• YOUR TASKS
a – Name every murdered woman whom the Yorkshire Ripper timeline identifies by name.
b – For each statement, say whether the Yorkshire Ripper timeline supports it. Answer yes or no, and quote the deciding words. (i) The three women Sutcliffe attacked in the summer of 1975 were all killed. (ii) Patricia Atkinson was murdered in Bradford. (iii) George Oldfield was the West Yorkshire Chief Constable.
c – Reproduce the Yorkshire Ripper timeline word for word, starting at "February 5, 1977: He" and ending with "investigate the murders.".

The Yorkshire Ripper's reign of terror
DAILY MAIL online.
01 June 2006
This is a timeline of events in the case of the Yorkshire Ripper:
Summer 1975: Peter Sutcliffe begins attacking women, two in Keighley and one in Halifax. All three survive and police do not link the attacks. October 30, 1975: Sutcliffe carries out his first fatal attack on Wilma McCann, a 28-year-old prostitute from the Chapeltown district of Leeds.
January 20, 1976: He murders Emily Jackson, 42, from Leeds, battering her with a hammer and stabbing her with a screwdriver.
February 5, 1977: He kills Irene Richardson, 28, another prostitute from Leeds.
April 23, 1977: Sutcliffe strikes for the first time in his home town of Bradford, murdering 32-year-old Patricia Atkinson.
June 26, 1977: The case comes to the attention of the national press after Sutcliffe murders Jayne MacDonald, a 16-year-old shop assistant. The murder, and the realisation that a serial killer is on the loose in Yorkshire, shocks the country. The attacker is dubbed the Yorkshire Ripper by the press, and West Yorkshire Chief Constable Ronald Gregory appoints his most senior detective, Assistant Chief Constable George Oldfield, to investigate the murders.

• ENTRIES
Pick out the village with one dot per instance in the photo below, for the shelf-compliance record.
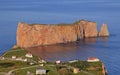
(21, 62)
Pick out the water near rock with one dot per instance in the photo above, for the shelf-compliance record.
(29, 35)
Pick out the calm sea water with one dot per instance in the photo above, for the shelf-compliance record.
(66, 11)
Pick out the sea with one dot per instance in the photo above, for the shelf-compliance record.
(107, 49)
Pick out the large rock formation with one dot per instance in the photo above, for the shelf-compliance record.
(104, 30)
(29, 35)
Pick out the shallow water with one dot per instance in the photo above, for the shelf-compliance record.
(65, 11)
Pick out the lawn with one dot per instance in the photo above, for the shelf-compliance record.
(19, 52)
(7, 65)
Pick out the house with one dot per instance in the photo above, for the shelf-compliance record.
(76, 70)
(19, 58)
(41, 71)
(42, 61)
(93, 59)
(29, 73)
(58, 62)
(29, 55)
(14, 57)
(25, 60)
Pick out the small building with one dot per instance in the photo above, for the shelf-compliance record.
(19, 58)
(41, 71)
(29, 55)
(14, 57)
(76, 70)
(93, 59)
(58, 62)
(31, 63)
(3, 58)
(29, 73)
(73, 61)
(25, 60)
(41, 64)
(42, 61)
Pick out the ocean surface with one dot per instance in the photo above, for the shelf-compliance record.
(107, 49)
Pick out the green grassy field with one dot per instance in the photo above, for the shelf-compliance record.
(65, 68)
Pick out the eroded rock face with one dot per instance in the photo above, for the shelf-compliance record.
(104, 30)
(29, 35)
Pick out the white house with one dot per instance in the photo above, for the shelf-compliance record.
(41, 71)
(58, 62)
(19, 58)
(93, 59)
(25, 60)
(14, 57)
(72, 61)
(29, 55)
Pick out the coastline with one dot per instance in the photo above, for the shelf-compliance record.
(10, 53)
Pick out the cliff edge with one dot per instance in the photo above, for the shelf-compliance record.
(29, 35)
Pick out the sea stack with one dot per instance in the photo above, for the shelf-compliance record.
(30, 35)
(104, 30)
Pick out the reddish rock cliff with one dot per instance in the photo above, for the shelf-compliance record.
(29, 35)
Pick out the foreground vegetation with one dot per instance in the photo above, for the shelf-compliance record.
(8, 65)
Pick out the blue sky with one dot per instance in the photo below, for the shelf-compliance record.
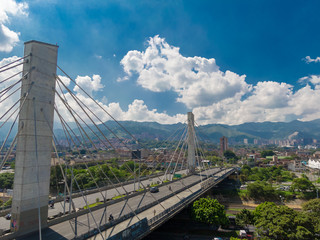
(227, 61)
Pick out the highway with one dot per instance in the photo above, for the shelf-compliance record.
(87, 222)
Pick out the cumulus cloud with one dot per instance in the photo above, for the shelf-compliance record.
(314, 79)
(88, 84)
(308, 59)
(196, 80)
(10, 101)
(10, 9)
(216, 96)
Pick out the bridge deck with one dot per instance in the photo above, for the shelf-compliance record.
(150, 206)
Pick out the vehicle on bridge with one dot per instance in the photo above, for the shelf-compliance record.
(154, 189)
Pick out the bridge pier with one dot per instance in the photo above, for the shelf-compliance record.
(34, 142)
(191, 160)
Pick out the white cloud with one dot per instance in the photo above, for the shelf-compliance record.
(9, 9)
(98, 56)
(314, 79)
(197, 81)
(6, 104)
(88, 84)
(308, 59)
(216, 96)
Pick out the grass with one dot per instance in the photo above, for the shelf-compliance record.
(92, 205)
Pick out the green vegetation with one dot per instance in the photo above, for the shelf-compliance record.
(271, 174)
(302, 185)
(210, 211)
(266, 153)
(96, 174)
(312, 207)
(282, 222)
(262, 191)
(244, 218)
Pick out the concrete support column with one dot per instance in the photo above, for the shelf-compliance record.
(34, 143)
(191, 146)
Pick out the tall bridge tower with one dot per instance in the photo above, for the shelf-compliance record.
(34, 143)
(191, 146)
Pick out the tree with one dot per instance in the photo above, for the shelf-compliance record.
(244, 218)
(266, 153)
(282, 222)
(228, 154)
(210, 211)
(312, 207)
(261, 190)
(302, 185)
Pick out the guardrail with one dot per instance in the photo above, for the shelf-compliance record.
(170, 211)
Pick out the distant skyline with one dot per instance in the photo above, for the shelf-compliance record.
(228, 62)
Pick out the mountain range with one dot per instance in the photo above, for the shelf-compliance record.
(212, 132)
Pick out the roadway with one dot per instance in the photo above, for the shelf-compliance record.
(88, 222)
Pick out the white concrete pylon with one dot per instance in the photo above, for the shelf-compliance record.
(34, 142)
(191, 146)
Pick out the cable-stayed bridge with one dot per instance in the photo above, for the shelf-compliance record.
(126, 202)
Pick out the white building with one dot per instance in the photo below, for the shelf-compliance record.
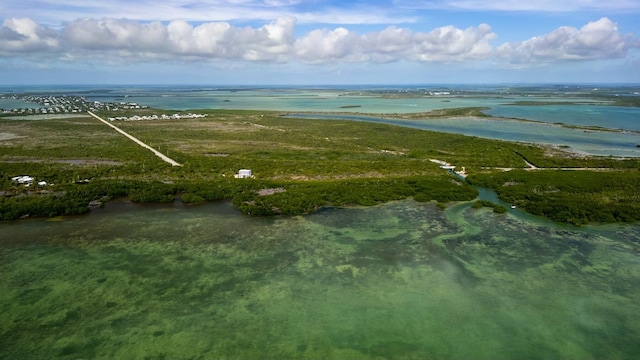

• RESPONSES TO THE EXERCISE
a – Wilma McCann, Emily Jackson, Irene Richardson, Patricia Atkinson, Jayne MacDonald

b –
(i) No: "All three survive and police do not link the attacks."
(ii) Yes: "Sutcliffe strikes for the first time in his home town of Bradford, murdering 32-year-old Patricia Atkinson."
(iii) No: "West Yorkshire Chief Constable Ronald Gregory appoints his most senior detective, Assistant Chief Constable George Oldfield"

c –
February 5, 1977: He kills Irene Richardson, 28, another prostitute from Leeds.
April 23, 1977: Sutcliffe strikes for the first time in his home town of Bradford, murdering 32-year-old Patricia Atkinson.
June 26, 1977: The case comes to the attention of the national press after Sutcliffe murders Jayne MacDonald, a 16-year-old shop assistant. The murder, and the realisation that a serial killer is on the loose in Yorkshire, shocks the country. The attacker is dubbed the Yorkshire Ripper by the press, and West Yorkshire Chief Constable Ronald Gregory appoints his most senior detective, Assistant Chief Constable George Oldfield, to investigate the murders.